Turn the lines below into a numbered list, skipping any blank lines, and leave the picture out of your answer.

-- start --

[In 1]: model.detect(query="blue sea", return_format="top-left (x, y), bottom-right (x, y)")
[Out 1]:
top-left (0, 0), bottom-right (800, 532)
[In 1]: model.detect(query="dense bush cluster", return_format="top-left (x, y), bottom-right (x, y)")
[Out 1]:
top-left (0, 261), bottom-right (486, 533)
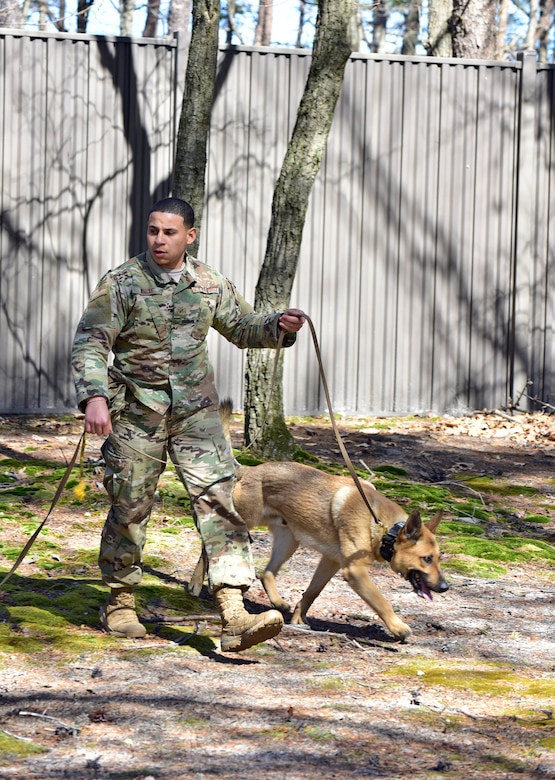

-- end --

● **In response**
1. [In 1]: model.detect(query="blue sea", return_format="top-left (x, y), bottom-right (x, y)")
2. [Out 1]:
3. top-left (0, 0), bottom-right (800, 532)
4. [In 1]: model.detect(query="dense bush cluster", return_format="top-left (x, y), bottom-right (x, y)")
5. [Out 1]:
6. top-left (0, 261), bottom-right (486, 533)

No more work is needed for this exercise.